基于以上原理. 我们可以写下测试. 便于我们以后开发过程中的编写和排序:

	public static void testEqualsAndCompare() {
		String str1 = "12345";
		String str2 = "1234567";
		System.out.println("str1: 12345"+" - "+"str2:1234567:"+ str1.equals(str2));
		System.out.println("str1: 12345"+" - "+"str2:1234567:"+ str1.compareTo(str2));
		
		String str3="12346";
		String str4="2345";
		System.out.println("str3:12346"+" - "+"str4:2345:"+str3.compareTo(str4));
	}
	// 结果
	// str1: 12345 - str2:1234567:false
	// str1: 12345 - str2:1234567:-2
	// str3:12346 - str4:2345-1
  • 注: 在对于String类型的比较中. 我们仍然需要注意比较==equals方法的区别. 这里, 有时也需要考虑字符串常量池的相关因素. 我们看下下面的这个例子:


  • indexOf &
// indexOf()
 public int indexOf(int ch, int fromIndex) {
        final int max = value.length;
        if (fromIndex < 0) {
            fromIndex = 0;
        } else if (fromIndex >= max) {
            // Note: fromIndex might be near -1>>>1.
            return -1;
        }

        if (ch < Character.MIN_SUPPLEMENTARY_CODE_POINT) {
            // handle most cases here (ch is a BMP code point or a
            // negative value (invalid code point))
            final char[] value = this.value;
            for (int i = fromIndex; i < max; i++) {
                if (value[i] == ch) {
                    return i;
                }
            }
            return -1;
        } else {
            return indexOfSupplementary(ch, fromIndex);
        }
    }

char[]头开始搜索匹配. 匹配第一个符合的字符.

   public int lastIndexOf(int ch) {
        return lastIndexOf(ch, value.length - 1);
    }
    public int lastIndexOf(int ch, int fromIndex) {
        if (ch < Character.MIN_SUPPLEMENTARY_CODE_POINT) {
            // handle most cases here (ch is a BMP code point or a
            // negative value (invalid code point))

-- 原始数据 --
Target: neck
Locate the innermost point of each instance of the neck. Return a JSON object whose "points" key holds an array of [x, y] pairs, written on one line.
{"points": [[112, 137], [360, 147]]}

-- 任务目标 --
把讲Java字符串方法的那段文字里，从“final char[] value”起、到“char[]头开始搜索匹配. 匹配第一个符合的字符.”止的部分一字不差地抄下来。

-- 本题结果 --
final char[] value = this.value;
            for (int i = fromIndex; i < max; i++) {
                if (value[i] == ch) {
                    return i;
                }
            }
            return -1;
        } else {
            return indexOfSupplementary(ch, fromIndex);
        }
    }

char[]头开始搜索匹配. 匹配第一个符合的字符.